TEXT:
Segment Open

Mounting drives


Using mount command


mount /dev/sdb1 /media/usbdrive

In /etc/fstab


Drive


# mount a drive
UUID=<uuid>	/backup	 ext4    defaults 0 0

Samba share


# mount a smb share
//xxx.xxx.x.x/ShareName			/backup		cifs	x-systemd.automount,rw,iocharset=utf8,uid=1000,gid=1000,credentials=/etc/smbclient.conf		0	0

And put your credentials in `/etc/smbclient.conf`


username=user
password=pass

/etc/fstab


Structure of the file:


<File system>   <mnt>   <type fs>   <options>   <dump>  <pass>

File system


It could be the path to the device like `/dev/sda1` or the UUID of the drive (more reliable), you can get it with `lsblk`


Mounting point


It's the path where you want to mount your device. It could be anything like /mnt/backup or /home for example.


File system type


It's the partition of your drive like (ext4, fat32, ...)

Segment Closed

EXPLORE THE MATERIAL:
**a.** Answer these questions from the notes on mounting drives:
(i) In which file should the credentials for the Samba share be put?
(ii) Which command can be used to get the UUID of a drive?
(iii) What file system type is given in the fstab line for mounting a drive?
**b.** Print the part of the notes on mounting drives that begins at the words "It could be the" and stops after "(ext4, fat32, ...)".

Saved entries

Segment Open

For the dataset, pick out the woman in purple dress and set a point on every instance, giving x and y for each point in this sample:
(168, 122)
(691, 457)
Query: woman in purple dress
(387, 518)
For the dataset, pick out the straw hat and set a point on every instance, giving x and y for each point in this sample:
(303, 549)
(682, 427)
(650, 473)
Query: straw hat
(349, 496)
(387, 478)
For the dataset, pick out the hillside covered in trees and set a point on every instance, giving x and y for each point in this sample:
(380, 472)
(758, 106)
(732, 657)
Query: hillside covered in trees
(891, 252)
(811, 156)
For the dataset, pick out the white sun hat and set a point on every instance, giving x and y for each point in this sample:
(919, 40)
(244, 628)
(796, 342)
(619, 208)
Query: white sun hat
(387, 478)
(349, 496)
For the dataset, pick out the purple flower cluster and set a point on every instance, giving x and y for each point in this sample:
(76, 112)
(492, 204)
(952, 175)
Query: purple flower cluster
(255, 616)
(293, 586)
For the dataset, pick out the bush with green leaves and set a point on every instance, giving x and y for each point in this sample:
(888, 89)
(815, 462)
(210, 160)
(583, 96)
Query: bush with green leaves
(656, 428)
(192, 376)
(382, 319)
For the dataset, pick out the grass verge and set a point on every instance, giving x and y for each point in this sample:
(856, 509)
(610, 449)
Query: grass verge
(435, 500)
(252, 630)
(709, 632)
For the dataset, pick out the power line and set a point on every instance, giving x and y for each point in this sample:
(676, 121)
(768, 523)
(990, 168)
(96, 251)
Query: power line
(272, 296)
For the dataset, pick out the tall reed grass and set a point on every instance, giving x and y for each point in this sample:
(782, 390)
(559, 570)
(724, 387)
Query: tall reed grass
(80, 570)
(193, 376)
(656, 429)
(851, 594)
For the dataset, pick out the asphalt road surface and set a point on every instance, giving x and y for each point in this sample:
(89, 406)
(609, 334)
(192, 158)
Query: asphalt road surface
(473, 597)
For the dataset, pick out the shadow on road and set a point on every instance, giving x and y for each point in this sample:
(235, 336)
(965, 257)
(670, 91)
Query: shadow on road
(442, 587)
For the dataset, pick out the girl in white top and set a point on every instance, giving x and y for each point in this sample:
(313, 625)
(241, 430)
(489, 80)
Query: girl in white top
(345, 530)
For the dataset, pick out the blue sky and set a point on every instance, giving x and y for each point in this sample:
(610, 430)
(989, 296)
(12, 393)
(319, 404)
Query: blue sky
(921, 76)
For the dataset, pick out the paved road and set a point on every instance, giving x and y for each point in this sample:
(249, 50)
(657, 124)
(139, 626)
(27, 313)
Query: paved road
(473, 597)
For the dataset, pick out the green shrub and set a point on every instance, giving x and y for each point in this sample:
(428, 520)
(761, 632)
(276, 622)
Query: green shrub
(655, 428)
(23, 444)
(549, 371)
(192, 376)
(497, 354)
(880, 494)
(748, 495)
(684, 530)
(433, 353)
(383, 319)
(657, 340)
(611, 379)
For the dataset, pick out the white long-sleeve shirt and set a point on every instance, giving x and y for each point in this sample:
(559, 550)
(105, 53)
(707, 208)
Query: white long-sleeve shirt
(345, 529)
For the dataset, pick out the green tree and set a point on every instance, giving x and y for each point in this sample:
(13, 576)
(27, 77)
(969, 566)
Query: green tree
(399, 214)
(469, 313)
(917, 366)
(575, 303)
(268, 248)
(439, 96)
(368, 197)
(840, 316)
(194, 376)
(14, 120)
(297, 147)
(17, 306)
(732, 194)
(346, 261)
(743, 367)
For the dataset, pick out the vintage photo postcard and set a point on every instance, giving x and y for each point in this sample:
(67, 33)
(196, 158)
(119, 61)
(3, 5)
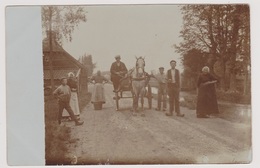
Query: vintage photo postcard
(132, 84)
(147, 84)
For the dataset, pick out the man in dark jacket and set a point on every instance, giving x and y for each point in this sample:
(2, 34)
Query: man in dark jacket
(173, 77)
(118, 71)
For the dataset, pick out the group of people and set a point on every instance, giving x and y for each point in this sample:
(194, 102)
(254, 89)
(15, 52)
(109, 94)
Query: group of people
(168, 84)
(67, 97)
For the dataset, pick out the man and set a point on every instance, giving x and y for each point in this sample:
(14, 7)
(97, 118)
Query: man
(63, 94)
(173, 76)
(118, 71)
(162, 89)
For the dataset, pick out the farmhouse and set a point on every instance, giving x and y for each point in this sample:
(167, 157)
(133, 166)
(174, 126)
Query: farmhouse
(62, 63)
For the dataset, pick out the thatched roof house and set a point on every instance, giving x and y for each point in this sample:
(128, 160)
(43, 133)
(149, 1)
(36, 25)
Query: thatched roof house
(62, 64)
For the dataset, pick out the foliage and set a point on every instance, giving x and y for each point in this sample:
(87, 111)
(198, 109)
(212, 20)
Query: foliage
(62, 20)
(88, 62)
(193, 61)
(222, 31)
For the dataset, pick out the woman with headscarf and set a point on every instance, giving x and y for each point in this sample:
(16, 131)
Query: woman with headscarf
(98, 95)
(207, 100)
(74, 103)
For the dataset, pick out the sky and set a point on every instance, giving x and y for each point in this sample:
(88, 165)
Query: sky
(129, 30)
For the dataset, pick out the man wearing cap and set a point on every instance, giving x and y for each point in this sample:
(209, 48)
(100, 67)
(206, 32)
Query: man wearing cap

Segment Closed

ANSWER SECTION:
**a.**
(i) /etc/smbclient.conf
(ii) lsblk
(iii) ext4

**b.**
It could be the path to the device like `/dev/sda1` or the UUID of the drive (more reliable), you can get it with `lsblk`


Mounting point


It's the path where you want to mount your device. It could be anything like /mnt/backup or /home for example.


File system type


It's the partition of your drive like (ext4, fat32, ...)